• _DATA IN THIS EXERCISE_
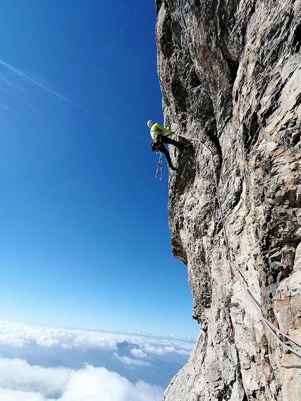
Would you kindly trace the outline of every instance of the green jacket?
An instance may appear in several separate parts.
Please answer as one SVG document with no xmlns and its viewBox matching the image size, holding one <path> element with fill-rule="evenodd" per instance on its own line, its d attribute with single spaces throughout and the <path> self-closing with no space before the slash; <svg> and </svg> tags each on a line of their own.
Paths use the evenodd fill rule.
<svg viewBox="0 0 301 401">
<path fill-rule="evenodd" d="M 166 132 L 166 134 L 163 134 L 163 132 Z M 167 129 L 167 128 L 162 127 L 162 125 L 160 125 L 158 122 L 155 122 L 150 128 L 150 136 L 153 139 L 156 134 L 161 134 L 161 135 L 170 135 L 172 134 L 172 131 Z"/>
</svg>

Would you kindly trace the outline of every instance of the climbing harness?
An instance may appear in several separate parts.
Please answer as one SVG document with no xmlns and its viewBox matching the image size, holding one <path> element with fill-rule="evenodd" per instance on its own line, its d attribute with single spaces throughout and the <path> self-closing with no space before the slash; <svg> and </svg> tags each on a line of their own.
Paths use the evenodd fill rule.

• _TASK INSTRUCTIONS_
Give back each entry exactly as it appears, with no pictures.

• _SOLUTION TO THE EXERCISE_
Would you kindly trace the outline of every instance of the green jacket?
An instance may appear in several separate parts.
Please answer as one SVG document with no xmlns and its viewBox matching the image size, holding one <path> element with fill-rule="evenodd" per instance on its own line, its d attribute with single spaces throughout and the <path> self-closing with no space before the slash; <svg> and </svg> tags each on a line of their own.
Paths use the evenodd fill rule.
<svg viewBox="0 0 301 401">
<path fill-rule="evenodd" d="M 166 132 L 166 134 L 163 134 L 163 132 Z M 167 129 L 167 128 L 162 127 L 162 125 L 160 125 L 158 122 L 155 122 L 150 128 L 150 136 L 153 139 L 156 134 L 161 134 L 161 135 L 170 135 L 172 134 L 172 131 Z"/>
</svg>

Would you kindly trace the outline of every instance of the climbing harness?
An instance may appear in several separate parts.
Please answer as one SVG document with no xmlns and its viewBox matching the image size, holding one <path> element with fill-rule="evenodd" per instance on its own line, its d attribute with single spaces throughout and the <path> self-closing with no space before the slash; <svg> and </svg> tags each on a line of their own.
Paths use the evenodd fill rule.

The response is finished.